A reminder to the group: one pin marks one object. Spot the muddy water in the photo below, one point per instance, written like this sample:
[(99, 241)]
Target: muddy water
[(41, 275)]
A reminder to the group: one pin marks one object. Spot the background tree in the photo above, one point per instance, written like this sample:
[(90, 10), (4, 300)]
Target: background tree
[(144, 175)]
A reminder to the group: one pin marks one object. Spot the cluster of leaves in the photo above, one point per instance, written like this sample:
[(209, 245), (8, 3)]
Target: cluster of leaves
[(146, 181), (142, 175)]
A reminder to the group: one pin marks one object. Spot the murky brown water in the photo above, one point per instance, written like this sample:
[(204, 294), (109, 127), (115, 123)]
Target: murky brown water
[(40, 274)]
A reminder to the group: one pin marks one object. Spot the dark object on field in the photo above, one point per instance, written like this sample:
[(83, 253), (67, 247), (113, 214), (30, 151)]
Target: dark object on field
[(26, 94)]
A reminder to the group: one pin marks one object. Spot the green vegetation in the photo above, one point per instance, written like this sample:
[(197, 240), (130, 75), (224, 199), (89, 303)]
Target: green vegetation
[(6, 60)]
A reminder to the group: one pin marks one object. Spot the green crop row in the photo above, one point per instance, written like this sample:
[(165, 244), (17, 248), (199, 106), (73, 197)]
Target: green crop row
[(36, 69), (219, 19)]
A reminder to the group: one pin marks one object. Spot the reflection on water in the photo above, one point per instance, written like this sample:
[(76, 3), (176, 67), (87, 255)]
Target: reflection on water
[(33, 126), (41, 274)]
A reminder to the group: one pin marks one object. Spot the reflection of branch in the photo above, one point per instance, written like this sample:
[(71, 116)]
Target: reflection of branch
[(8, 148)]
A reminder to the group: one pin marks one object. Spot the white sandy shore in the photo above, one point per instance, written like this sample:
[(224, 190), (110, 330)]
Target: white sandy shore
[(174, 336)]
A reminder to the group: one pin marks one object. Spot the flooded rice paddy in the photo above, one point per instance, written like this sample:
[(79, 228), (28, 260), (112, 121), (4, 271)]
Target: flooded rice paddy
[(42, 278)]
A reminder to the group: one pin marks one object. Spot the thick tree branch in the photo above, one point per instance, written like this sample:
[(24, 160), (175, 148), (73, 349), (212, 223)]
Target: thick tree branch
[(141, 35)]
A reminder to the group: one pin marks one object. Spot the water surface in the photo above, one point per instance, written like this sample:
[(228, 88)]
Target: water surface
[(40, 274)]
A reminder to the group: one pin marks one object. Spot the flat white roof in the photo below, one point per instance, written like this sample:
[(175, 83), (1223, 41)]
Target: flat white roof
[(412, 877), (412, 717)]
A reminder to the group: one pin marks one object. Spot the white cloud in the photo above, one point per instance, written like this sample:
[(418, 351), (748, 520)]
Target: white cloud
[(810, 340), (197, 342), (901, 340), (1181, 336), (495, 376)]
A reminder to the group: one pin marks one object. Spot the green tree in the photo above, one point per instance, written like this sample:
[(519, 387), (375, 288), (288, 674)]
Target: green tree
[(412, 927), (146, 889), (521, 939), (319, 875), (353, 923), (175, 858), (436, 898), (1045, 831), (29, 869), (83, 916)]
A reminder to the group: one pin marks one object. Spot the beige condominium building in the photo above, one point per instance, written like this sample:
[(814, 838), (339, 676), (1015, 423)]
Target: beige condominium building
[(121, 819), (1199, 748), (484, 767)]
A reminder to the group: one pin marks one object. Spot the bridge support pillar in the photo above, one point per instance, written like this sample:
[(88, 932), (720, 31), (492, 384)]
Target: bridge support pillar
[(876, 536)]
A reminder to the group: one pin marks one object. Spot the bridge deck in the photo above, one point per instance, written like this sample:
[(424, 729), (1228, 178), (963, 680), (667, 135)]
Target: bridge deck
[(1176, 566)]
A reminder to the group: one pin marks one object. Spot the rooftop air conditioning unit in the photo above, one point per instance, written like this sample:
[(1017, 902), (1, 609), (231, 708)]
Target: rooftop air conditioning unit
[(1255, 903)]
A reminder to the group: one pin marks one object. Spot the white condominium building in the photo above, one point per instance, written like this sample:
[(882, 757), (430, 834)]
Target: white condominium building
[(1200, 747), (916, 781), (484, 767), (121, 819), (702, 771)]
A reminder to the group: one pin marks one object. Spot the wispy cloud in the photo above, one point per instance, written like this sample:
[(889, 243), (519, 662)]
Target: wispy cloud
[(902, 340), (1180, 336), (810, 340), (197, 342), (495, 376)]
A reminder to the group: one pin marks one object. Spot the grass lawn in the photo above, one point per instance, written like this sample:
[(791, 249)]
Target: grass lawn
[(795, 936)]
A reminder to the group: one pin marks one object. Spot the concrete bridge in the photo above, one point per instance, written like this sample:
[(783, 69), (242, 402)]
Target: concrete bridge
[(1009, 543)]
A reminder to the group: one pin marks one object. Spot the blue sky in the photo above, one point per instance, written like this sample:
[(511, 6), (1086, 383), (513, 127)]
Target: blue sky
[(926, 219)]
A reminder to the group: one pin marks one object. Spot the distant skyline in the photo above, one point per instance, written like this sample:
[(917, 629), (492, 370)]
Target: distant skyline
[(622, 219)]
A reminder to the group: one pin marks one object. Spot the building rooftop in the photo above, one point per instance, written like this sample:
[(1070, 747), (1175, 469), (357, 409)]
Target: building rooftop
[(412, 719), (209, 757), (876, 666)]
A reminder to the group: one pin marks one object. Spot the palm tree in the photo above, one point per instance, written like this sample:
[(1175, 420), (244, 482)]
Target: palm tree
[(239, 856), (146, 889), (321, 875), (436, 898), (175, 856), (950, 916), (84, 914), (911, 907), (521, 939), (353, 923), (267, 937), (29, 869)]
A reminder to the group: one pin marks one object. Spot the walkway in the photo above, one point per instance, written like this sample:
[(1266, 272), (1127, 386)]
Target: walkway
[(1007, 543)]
━━━━━━━━━━━━━━━━
• _Problem to work on_
Rewrite the lines from the one containing "the green crop" to the one containing "[(141, 35)]", swapping "group" for "team" and leaving everything else as it is.

• _Exercise output_
A reminder to the team: one pin marks one object. Spot the green crop row in the photo above, one point per instance, written like this sample:
[(165, 244), (17, 248), (199, 106), (73, 197)]
Target: green crop row
[(36, 69), (219, 19)]
A reminder to the team: one pin marks one object. Spot the reflection on water in the photo above, one point per instance, written like this sample:
[(76, 3), (176, 67), (87, 255)]
Target: reflection on water
[(33, 126), (41, 274)]
A reminder to the team: one pin marks one object. Spot the reflection of branch in the photo above, one point per instance, written like this sample:
[(71, 116)]
Target: reflection of branch
[(8, 148)]
A reminder to the team: one pin marks one object. Spot the white sandy shore in the photo above, one point per instance, written like this sample:
[(224, 190), (110, 330)]
Target: white sandy shore
[(174, 336)]
A reminder to the team: one pin marks one object. Spot the flooded rice paddy in the photo above, one point per instance, written like this sample:
[(79, 228), (28, 260), (112, 121), (4, 271)]
Target: flooded rice paddy
[(42, 278)]
A reminder to the team: one pin marks one object. Spot the thick tree branch in the photo above, one point per instance, written like this sample:
[(24, 160), (175, 148), (73, 349), (212, 223)]
Target: thick tree branch
[(141, 35)]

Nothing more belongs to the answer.